● **TEXT EXCERPT**:

Title: 

APD 990782

Significant Decision

Date: 

June 1, 1999

Issues: 

Disabilty/Existence-Duration, Existence of Compensable Inj, Timely Reporting to Employer

Table of Contents

APD 990782

This appeal arises pursuant to the Texas Workers’ Compensation Act, TEX. LAB. CODE ANN. § 401.001 et seq. (1989 Act). A contested case hearing was held on March 5, 1999. With respect to the issues before him, the hearing officer determined that: (1) the cross-appellant (claimant) sustained a compensable injury in the course and scope of his employment; (2) the date of injury is __________; (3) claimant timely reported his injury; and (4) claimant did not have disability. Claimant appeals the disability determination, contending that he had disability from his compensable injury. Cross-respondent (carrier) responds that the Appeals Panel should affirm the disability determination. Carrier appealed the injury and timely notice determinations on sufficiency grounds. Claimant did not respond to carrier’s appeal.

DECISION

We affirm in part and reverse and remand in part.

Claimant contends the hearing officer erred in determining that he did not have disability. Claimant asserts that he established that he had disability from the compensable injury.

(Entries from a data source)
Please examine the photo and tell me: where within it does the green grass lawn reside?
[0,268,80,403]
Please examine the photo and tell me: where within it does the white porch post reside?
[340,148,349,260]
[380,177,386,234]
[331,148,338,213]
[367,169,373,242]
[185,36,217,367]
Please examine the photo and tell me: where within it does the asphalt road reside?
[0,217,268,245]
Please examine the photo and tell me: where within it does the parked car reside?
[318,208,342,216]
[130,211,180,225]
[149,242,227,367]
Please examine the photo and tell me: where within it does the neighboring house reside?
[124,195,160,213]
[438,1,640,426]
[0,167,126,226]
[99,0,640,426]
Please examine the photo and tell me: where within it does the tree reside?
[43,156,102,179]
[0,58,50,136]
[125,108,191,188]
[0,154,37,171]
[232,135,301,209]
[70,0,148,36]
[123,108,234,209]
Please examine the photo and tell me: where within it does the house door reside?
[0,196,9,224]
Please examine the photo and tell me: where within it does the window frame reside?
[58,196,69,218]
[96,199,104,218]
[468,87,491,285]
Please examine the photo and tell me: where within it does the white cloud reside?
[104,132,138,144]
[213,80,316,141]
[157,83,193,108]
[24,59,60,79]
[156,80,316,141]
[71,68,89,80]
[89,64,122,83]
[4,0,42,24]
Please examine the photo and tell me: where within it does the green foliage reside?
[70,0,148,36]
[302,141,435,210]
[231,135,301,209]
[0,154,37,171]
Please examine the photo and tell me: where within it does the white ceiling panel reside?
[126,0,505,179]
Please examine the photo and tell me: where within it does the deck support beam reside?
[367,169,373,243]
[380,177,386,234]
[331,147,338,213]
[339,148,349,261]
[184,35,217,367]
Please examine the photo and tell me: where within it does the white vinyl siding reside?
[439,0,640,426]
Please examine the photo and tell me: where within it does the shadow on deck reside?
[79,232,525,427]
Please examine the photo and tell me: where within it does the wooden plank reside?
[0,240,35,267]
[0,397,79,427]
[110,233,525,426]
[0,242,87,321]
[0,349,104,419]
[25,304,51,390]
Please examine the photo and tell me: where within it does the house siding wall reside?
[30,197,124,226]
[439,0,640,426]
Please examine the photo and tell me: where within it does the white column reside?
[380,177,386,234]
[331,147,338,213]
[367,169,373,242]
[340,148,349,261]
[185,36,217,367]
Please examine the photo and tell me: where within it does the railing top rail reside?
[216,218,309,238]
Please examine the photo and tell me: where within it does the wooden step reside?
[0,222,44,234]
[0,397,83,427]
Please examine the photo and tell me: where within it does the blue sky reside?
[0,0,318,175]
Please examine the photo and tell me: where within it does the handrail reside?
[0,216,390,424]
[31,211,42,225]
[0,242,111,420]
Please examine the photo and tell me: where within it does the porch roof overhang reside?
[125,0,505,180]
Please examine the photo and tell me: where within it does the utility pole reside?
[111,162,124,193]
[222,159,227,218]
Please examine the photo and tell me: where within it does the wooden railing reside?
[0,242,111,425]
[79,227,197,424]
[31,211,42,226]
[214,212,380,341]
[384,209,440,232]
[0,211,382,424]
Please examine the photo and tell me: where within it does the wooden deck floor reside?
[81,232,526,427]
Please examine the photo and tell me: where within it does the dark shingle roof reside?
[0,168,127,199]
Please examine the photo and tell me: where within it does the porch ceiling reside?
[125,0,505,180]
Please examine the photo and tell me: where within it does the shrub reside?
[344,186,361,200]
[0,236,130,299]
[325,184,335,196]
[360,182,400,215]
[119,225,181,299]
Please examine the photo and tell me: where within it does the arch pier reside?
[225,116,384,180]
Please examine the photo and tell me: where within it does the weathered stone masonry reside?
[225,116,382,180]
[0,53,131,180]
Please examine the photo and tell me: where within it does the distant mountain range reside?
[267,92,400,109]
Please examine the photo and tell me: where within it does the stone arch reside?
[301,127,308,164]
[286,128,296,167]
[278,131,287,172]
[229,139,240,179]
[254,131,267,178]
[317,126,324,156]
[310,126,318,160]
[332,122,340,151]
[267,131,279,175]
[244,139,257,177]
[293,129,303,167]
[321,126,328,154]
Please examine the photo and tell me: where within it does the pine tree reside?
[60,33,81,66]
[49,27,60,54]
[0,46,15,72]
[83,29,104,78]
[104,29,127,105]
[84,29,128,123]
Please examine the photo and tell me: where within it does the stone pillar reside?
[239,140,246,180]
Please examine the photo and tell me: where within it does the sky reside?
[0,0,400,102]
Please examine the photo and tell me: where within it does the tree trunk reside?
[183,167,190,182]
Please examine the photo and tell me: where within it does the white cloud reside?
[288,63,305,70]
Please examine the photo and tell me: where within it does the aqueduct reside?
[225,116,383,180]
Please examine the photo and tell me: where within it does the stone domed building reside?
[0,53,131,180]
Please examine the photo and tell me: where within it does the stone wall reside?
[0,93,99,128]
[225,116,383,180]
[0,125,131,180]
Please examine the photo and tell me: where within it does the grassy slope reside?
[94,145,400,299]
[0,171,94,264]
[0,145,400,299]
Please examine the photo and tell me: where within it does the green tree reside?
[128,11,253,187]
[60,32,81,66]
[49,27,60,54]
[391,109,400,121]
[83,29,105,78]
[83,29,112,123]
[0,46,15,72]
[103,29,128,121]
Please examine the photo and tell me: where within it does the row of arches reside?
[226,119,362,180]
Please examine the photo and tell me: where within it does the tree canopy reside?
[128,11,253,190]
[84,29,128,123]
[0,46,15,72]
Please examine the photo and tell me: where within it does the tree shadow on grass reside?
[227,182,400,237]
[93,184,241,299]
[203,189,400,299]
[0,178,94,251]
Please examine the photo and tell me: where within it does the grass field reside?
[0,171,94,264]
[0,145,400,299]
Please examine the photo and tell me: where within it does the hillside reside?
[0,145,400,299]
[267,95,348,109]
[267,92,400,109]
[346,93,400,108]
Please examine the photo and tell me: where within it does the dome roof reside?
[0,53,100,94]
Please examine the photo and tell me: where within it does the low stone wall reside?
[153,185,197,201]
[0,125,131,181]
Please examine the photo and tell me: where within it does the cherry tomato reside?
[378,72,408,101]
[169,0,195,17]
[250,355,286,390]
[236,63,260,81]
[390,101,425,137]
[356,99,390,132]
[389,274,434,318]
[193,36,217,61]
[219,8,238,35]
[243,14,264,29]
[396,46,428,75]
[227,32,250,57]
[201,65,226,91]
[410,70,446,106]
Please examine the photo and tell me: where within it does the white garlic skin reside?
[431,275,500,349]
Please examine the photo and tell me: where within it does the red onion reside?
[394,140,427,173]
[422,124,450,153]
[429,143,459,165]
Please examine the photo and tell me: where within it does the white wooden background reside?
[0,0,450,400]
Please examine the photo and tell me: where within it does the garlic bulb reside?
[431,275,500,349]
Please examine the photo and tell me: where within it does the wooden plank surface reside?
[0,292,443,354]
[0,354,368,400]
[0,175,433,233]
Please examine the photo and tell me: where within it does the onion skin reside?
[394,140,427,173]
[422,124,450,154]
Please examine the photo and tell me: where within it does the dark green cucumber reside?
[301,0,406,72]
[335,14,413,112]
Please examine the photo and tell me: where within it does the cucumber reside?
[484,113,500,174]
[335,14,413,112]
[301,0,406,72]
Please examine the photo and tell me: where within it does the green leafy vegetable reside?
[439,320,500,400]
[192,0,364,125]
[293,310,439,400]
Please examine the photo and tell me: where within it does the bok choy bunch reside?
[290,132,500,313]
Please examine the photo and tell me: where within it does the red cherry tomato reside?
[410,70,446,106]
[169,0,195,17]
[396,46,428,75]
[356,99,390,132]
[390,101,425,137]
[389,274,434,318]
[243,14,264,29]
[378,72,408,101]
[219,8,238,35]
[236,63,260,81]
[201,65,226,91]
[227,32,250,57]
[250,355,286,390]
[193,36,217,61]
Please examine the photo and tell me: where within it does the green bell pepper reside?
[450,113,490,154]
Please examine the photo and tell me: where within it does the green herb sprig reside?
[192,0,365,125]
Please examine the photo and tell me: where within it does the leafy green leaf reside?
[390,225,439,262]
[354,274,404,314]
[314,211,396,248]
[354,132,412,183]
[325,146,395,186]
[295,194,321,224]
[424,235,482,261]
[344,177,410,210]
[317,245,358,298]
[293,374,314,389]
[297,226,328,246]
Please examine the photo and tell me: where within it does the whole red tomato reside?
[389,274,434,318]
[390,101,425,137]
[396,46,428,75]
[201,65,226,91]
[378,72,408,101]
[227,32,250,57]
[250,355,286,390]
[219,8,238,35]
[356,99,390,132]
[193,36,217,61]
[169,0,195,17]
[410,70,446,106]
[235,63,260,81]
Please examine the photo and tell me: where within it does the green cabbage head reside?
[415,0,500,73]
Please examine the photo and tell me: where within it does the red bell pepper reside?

● **TASK DIRECTIONS**:
Carry on the Texas workers' compensation appeal decision from its last sentence.

● **RESPONSE FOR THIS EXERCISE**:
Disability means the Ainability because of a compensable injury to obtain and retain employment at wages equivalent to the preinjury wage. Section 401.011(16). Disability, by definition, depends upon there being a compensable injury. Id. Claimant testified that he continued to work driving a truck his regular hours after his injury, although he had pain and stopped to rest while working. He said he was terminated in November 1998 and that he was not sure why.[1] Claimant said that after he lost his job, he sought work as an equipment operator, but then he did not continue looking for work because he was not Aat 100%. Claimant indicated that truck driving jobs were plentiful. Termination for cause does not necessarily preclude a finding of disability. Texas Workers’ Compensation Commission Appeal No. 92282, decided August 12, 1992. Whether disability exists is a question of fact for the hearing officer to decide and can be established by the testimony of the claimant alone if deemed credible. Texas Workers’ Compensation Commission Appeal No. 93560, decided August 19, 1993. In this case, it was essentially undisputed that the claimant had a conditional work release regarding the use of his left arm. The hearing officer noted that an MRI showed a tendon tear in his shoulder. A September 1998 medical report stated that claimant should drive with his right arm and avoid positions that would aggravate his condition. A December 1, 1998, off-work slip stated that claimant was to do no heavy lifting with his left arm, and none until he was evaluated by an orthopedic specialist. It also indicated that claimant had a weight limit for lifting. Claimant said he was unable to see the specialist because his claim was denied.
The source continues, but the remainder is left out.